Quoted text:

.....

At an early stage I learned the golden rule of consultancy: “Never give advice you don’t know how to implement or are not prepared to carry out.” However, I have to admit that my type of ubiquitous background would probably not work today. At the start of my career, after World War II, technical training and University Degree courses in our field hardly existed. I learned how from generous older and wiser engineers, and became QBE (Qualified By Experience) and QBD (Qualified By Doing)!
Whereas it used to be okay to know a little about everything, now you have to home in on a subject, specialise and become the number one ‘Authority’. You have to learn more and more about less and less — you have to know a lot about a little.
Think for a moment about the famous inventors from the past. They were often starting from scratch. Every design depended for its success on imaginative improvisation. They had enormous vision — an overwhelming desire to give practical expression to an idea. I wonder if, today, we are shoe-horning our most brilliant brains into closed boxes with windowless walls; stifling their vision and imaginative energy. Specialisation is a ‘must’ and many inventions or development projects today are the result of co-operative effort and combined skills. But is it satisfying? Fulfilling? Well, of course it often is. But, if you could implement your own vision – what a thrill!
I shall never forget Bill, who, in the very early days of Neve, came to us initially as a ‘wireman’ to help cable up patch fields and consoles. He showed a lot of initiative so we asked him to organise the production of a complete small console (a PSM6). This entailed getting all the parts together, processing metalwork and woodwork, getting the modules made and wired and, of course, the console shell itself. He performed brilliantly, but when the console was finished we could not get it out of his hands — he was too busy stroking it and loving it. He said, “You see, Mr Neve, I’ve only worked on a production line before, stuffing part of a printed circuit – I didn’t even know what it was for. This is the first time I’ve ever seen anything through from start to finish.” I might say that gave us a lot of pleasure too!
Bill’s satisfaction came from seeing a project through from beginning to end, understanding the steps along the way and knowing why things were done in a particular manner. No matter what area of audio you specialise in – recording, mixing, post-production, concert sound or whatever — a wider understanding of the foundations of sound quality and the measurements of sound equipment is worthwhile in helping us to fulfil our individual vision.
And so to getting started in this business of sound quality, I often think of the old-timers. In 1877 Lord Rayleigh said: “Directly or indirectly, all questions connected with this subject must come for decision to the ear, as the organ of hearing; and from it there can be no appeal. But we are not, therefore, to infer that all acoustical investigations are conducted with the unassisted ear. When once we have discovered the physical phenomena which constitute the foundation of sound, our explorations are in great measure transferred to another field lying within the dominion of the principles of Mechanics. Important laws are in this way arrived at, to which the sensations of the ear cannot but conform.” 
How did he know? What was his standard? What speakers or amplifiers did he use for his ‘acoustical investigations’ and ‘explorations’? Lord Rayleigh was clearly a man of vision, able to look forward to – and beyond – the sort of quality sound reproduction we enjoy today.

.....

Data rows:
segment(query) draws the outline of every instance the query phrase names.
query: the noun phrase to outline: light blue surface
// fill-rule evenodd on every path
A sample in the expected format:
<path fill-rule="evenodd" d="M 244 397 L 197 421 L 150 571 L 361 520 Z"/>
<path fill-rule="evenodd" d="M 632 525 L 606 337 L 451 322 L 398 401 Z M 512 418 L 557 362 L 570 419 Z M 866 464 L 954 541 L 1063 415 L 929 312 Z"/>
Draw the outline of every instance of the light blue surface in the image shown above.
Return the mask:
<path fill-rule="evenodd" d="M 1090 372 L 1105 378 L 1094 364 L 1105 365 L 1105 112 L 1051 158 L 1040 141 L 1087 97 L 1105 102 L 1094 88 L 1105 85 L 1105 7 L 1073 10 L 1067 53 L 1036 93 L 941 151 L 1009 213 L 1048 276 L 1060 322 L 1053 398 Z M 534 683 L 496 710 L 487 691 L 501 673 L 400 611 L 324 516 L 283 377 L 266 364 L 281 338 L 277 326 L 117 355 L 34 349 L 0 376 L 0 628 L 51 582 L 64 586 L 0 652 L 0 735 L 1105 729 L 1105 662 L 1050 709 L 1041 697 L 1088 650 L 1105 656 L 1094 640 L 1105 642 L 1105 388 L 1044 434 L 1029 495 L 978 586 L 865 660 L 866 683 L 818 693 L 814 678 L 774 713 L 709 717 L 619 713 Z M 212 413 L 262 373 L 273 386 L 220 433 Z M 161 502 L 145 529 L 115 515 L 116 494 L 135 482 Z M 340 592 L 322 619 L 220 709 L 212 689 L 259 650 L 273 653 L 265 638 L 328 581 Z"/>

.....

Set problem 1: Write out the passage on sound quality, starting at "Whereas it used" and ending at "about a little.".
Set problem 2: According to the passage on sound quality, what complete small console was Bill asked to organize the production of?
Set problem 3: Carry on the passage on sound quality from its final sentence.

Task result 1:
Whereas it used to be okay to know a little about everything, now you have to home in on a subject, specialise and become the number one ‘Authority’. You have to learn more and more about less and less — you have to know a lot about a little.

Task result 2: A PSM6.

Task result 3:
Sound quality — how do you ultimately define or assess it? With the ear? Yes, because regardless of facts and figures and enthusiastic salesmen, if you don’t like it then it’s not good enough. Facts and figures don’t tell the full story about the performance of high grade equipment. Humans are able to perceive minutely small quantities of distortion noise and ambience and reference it to a stored memory bank of experiential sound. There is no specification which can define all the parameters that go towards making a pleasurable musical experience – but that, surely, is what we aim for.
There are some specifics which we can explore, although many of these have been known for a long time. For example, high order harmonics not present in the original music are either concordant or discordant. We can perceive differences even when the quantities are well below the noise floor and beyond the accepted limits of hearing. It must be possible ultimately to fully define audio performance in numbers but the question before us is, “What are we supposed to measure?” If we define distortion as the presence of anything not in the original signal, then all we have to do is compare the amplified signal with the original signal and we have quantified the problem. Right? Yes, provided there was some chance of finding a perfect amplifier. There isn’t one! So we have to settle for compromise and weigh up the things that are important. How deep do we have to dig?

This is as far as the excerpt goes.